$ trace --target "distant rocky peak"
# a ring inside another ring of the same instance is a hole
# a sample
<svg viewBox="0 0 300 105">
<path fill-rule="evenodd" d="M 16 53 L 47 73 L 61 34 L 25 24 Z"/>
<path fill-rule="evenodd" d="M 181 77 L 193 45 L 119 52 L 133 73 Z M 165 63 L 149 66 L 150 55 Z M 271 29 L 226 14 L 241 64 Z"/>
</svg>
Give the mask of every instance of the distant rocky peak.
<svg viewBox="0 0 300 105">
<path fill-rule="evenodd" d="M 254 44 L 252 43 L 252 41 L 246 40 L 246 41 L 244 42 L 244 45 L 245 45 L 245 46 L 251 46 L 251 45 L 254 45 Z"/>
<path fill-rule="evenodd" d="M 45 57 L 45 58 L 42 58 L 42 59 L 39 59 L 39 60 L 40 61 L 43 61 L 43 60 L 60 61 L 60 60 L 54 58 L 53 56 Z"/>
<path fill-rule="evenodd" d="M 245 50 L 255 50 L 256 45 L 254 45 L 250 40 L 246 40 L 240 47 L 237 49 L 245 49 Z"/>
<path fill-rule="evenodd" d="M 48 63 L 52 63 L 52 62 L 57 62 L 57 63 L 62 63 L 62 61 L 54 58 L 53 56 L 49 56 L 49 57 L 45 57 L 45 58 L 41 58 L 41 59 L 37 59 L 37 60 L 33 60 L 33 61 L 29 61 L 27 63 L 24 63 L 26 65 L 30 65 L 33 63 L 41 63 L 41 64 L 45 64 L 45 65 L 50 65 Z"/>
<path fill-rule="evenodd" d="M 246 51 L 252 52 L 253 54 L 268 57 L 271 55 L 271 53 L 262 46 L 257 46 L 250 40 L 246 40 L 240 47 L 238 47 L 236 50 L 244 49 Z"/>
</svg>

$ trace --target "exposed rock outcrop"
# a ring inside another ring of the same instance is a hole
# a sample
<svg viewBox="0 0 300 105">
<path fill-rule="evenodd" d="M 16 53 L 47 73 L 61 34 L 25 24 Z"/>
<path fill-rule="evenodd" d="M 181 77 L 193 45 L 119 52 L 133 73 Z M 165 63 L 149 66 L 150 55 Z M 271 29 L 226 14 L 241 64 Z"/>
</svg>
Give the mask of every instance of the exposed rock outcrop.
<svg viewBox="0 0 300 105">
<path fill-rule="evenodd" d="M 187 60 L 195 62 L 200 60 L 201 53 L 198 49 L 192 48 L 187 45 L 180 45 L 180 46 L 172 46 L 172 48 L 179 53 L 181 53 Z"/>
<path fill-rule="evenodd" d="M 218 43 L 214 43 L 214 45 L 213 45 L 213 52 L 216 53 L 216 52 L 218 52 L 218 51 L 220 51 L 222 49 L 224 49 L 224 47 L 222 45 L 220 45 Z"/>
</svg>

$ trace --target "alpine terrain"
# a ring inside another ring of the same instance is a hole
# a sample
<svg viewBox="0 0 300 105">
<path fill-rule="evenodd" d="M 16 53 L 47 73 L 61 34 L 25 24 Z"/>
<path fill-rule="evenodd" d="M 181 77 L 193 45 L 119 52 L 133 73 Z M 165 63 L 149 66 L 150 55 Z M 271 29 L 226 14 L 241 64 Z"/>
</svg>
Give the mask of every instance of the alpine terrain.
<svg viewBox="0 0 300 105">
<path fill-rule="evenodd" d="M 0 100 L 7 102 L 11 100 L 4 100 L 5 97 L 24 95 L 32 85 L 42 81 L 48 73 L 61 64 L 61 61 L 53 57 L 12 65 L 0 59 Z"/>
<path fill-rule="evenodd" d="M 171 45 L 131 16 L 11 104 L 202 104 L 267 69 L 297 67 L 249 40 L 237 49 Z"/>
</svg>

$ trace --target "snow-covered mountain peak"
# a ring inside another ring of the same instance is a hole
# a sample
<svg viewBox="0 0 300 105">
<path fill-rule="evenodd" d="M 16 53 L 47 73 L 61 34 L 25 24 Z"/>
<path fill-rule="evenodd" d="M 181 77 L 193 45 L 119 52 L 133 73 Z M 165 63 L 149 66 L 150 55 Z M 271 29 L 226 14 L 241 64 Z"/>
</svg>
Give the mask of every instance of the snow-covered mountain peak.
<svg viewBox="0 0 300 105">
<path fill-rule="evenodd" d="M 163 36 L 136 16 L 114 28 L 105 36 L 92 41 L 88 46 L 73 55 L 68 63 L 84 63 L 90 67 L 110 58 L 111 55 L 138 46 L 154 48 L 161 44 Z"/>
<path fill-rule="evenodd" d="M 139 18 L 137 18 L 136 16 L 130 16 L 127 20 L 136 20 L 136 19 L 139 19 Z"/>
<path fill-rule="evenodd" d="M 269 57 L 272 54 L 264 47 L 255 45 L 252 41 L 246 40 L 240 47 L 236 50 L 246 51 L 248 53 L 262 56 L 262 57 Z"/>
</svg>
——
Faithfully write out the entire listing, line by line.

$ trace --target "distant rocky peak"
# a ring inside another ring of the same instance is a hole
# a sample
<svg viewBox="0 0 300 105">
<path fill-rule="evenodd" d="M 16 53 L 47 73 L 61 34 L 25 24 Z"/>
<path fill-rule="evenodd" d="M 181 77 L 193 45 L 119 52 L 133 73 Z M 165 63 L 149 66 L 150 55 Z M 271 29 L 226 14 L 241 64 Z"/>
</svg>
Give the mask of every instance of the distant rocky peak.
<svg viewBox="0 0 300 105">
<path fill-rule="evenodd" d="M 254 44 L 252 43 L 252 41 L 246 40 L 246 41 L 244 42 L 244 45 L 245 45 L 245 46 L 251 46 L 251 45 L 254 45 Z"/>
<path fill-rule="evenodd" d="M 45 57 L 45 58 L 42 58 L 42 59 L 39 59 L 39 60 L 40 61 L 43 61 L 43 60 L 60 61 L 60 60 L 54 58 L 53 56 Z"/>
<path fill-rule="evenodd" d="M 245 50 L 255 50 L 256 45 L 254 45 L 250 40 L 246 40 L 240 47 L 237 49 L 245 49 Z"/>
<path fill-rule="evenodd" d="M 48 63 L 52 63 L 52 62 L 57 62 L 57 63 L 62 63 L 62 61 L 54 58 L 53 56 L 49 56 L 49 57 L 45 57 L 45 58 L 41 58 L 41 59 L 37 59 L 37 60 L 33 60 L 33 61 L 29 61 L 27 63 L 24 63 L 26 65 L 30 65 L 33 63 L 41 63 L 41 64 L 45 64 L 45 65 L 50 65 Z"/>
<path fill-rule="evenodd" d="M 246 51 L 252 52 L 253 54 L 268 57 L 271 55 L 271 53 L 262 46 L 257 46 L 250 40 L 246 40 L 240 47 L 238 47 L 236 50 L 244 49 Z"/>
</svg>

$ trace --target "exposed rock outcrop"
# a ring inside another ring of the same instance is a hole
# a sample
<svg viewBox="0 0 300 105">
<path fill-rule="evenodd" d="M 16 53 L 47 73 L 61 34 L 25 24 Z"/>
<path fill-rule="evenodd" d="M 181 77 L 193 45 L 119 52 L 133 73 Z M 165 63 L 149 66 L 150 55 Z M 271 29 L 226 14 L 241 64 Z"/>
</svg>
Give the mask of every instance of the exposed rock outcrop.
<svg viewBox="0 0 300 105">
<path fill-rule="evenodd" d="M 187 60 L 195 62 L 200 60 L 201 53 L 198 49 L 192 48 L 187 45 L 180 45 L 180 46 L 172 46 L 172 48 L 179 53 L 181 53 Z"/>
<path fill-rule="evenodd" d="M 218 43 L 214 43 L 214 45 L 213 45 L 213 52 L 216 53 L 216 52 L 218 52 L 218 51 L 220 51 L 222 49 L 224 49 L 224 47 L 222 45 L 220 45 Z"/>
</svg>

$ trace --target "alpine terrain"
# a ring inside another ring of the same instance is a hole
# a sample
<svg viewBox="0 0 300 105">
<path fill-rule="evenodd" d="M 16 53 L 47 73 L 61 34 L 25 24 Z"/>
<path fill-rule="evenodd" d="M 181 77 L 193 45 L 119 52 L 133 73 Z M 165 63 L 149 66 L 150 55 Z M 271 29 L 226 14 L 241 64 Z"/>
</svg>
Give the mask of every instance of the alpine terrain.
<svg viewBox="0 0 300 105">
<path fill-rule="evenodd" d="M 0 100 L 7 102 L 11 100 L 4 100 L 5 97 L 24 95 L 32 85 L 42 81 L 48 73 L 61 64 L 61 61 L 53 57 L 12 65 L 0 59 Z"/>
<path fill-rule="evenodd" d="M 171 45 L 131 16 L 11 104 L 202 104 L 267 69 L 297 67 L 249 40 L 237 49 Z"/>
</svg>

$ trace --target "snow-covered mountain peak"
# a ring inside another ring of the same instance is a hole
# a sample
<svg viewBox="0 0 300 105">
<path fill-rule="evenodd" d="M 16 53 L 47 73 L 61 34 L 25 24 Z"/>
<path fill-rule="evenodd" d="M 181 77 L 193 45 L 119 52 L 133 73 Z M 165 63 L 149 66 L 150 55 Z M 271 29 L 226 14 L 241 64 Z"/>
</svg>
Give the mask of every instance of the snow-covered mountain peak.
<svg viewBox="0 0 300 105">
<path fill-rule="evenodd" d="M 163 36 L 136 16 L 114 28 L 105 36 L 92 41 L 88 46 L 73 55 L 68 63 L 84 63 L 90 67 L 110 58 L 111 55 L 138 46 L 154 48 L 161 44 Z"/>
<path fill-rule="evenodd" d="M 139 18 L 137 18 L 136 16 L 130 16 L 127 20 L 136 20 L 136 19 L 139 19 Z"/>
<path fill-rule="evenodd" d="M 269 57 L 272 54 L 264 47 L 255 45 L 252 41 L 246 40 L 240 47 L 236 50 L 246 51 L 248 53 L 262 56 L 262 57 Z"/>
</svg>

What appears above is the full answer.